— SUPPLIED RECORDS —
#####

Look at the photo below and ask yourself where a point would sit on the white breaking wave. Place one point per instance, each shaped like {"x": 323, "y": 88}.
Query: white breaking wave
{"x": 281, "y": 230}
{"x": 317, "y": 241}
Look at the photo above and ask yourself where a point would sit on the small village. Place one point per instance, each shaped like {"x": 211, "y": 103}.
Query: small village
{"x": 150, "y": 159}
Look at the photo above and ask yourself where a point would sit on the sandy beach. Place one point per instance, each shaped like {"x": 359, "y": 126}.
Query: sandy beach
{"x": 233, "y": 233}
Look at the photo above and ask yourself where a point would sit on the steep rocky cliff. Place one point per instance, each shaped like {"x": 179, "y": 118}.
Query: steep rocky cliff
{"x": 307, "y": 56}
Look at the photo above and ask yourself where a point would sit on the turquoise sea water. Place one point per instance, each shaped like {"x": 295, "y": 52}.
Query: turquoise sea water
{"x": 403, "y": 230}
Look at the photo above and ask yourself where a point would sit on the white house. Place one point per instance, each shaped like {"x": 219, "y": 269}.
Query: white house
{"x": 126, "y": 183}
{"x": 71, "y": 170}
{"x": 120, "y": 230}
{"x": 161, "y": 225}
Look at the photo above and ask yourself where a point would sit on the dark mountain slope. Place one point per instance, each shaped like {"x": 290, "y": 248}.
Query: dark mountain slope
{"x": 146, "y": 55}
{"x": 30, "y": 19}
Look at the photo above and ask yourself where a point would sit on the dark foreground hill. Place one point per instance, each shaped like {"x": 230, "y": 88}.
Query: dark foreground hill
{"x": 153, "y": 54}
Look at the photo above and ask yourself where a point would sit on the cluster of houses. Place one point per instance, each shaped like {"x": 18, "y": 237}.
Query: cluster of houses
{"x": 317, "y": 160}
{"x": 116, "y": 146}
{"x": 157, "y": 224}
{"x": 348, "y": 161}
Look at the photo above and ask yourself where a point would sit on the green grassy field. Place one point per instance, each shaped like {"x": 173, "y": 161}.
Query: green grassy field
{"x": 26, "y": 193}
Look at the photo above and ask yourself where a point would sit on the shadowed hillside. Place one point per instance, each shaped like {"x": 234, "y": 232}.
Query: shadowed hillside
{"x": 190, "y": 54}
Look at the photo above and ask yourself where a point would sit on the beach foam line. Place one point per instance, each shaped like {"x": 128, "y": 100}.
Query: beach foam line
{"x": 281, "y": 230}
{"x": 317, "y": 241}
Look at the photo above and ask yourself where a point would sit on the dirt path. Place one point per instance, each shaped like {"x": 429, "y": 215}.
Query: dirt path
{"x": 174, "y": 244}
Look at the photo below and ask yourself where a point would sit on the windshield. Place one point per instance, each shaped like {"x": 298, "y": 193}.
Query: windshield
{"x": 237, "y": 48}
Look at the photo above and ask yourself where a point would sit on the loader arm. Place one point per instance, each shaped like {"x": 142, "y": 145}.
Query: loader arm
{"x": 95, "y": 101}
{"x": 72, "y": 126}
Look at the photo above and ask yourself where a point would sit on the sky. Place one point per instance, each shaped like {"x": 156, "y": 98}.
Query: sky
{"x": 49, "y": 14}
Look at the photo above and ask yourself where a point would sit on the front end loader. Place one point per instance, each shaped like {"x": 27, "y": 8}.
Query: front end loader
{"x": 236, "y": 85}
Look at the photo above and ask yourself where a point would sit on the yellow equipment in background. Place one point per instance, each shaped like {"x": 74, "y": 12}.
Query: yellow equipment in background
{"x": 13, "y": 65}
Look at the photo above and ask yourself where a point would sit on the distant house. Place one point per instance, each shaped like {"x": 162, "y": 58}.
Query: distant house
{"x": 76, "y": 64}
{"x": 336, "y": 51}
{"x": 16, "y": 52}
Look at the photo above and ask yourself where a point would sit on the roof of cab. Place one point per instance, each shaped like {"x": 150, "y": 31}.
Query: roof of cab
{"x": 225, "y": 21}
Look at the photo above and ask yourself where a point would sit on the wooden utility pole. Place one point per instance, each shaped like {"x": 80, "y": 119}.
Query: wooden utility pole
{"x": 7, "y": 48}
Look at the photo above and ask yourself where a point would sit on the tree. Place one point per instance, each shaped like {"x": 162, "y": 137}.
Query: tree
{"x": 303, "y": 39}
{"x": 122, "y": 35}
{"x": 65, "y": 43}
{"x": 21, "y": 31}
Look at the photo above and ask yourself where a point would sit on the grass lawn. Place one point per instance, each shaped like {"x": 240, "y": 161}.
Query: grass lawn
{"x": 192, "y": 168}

#####

— TASK STATEMENT —
Where a line in the entries holds "below", copy that line.

— RESULT OF THIS TASK —
Look at the photo below and ask yourself where a point would sit on the white breaking wave. Place one point per instance, each shaped like {"x": 323, "y": 88}.
Look at the photo below and ask yourself where a point would sit on the windshield. Place one point per instance, each shaped like {"x": 298, "y": 193}.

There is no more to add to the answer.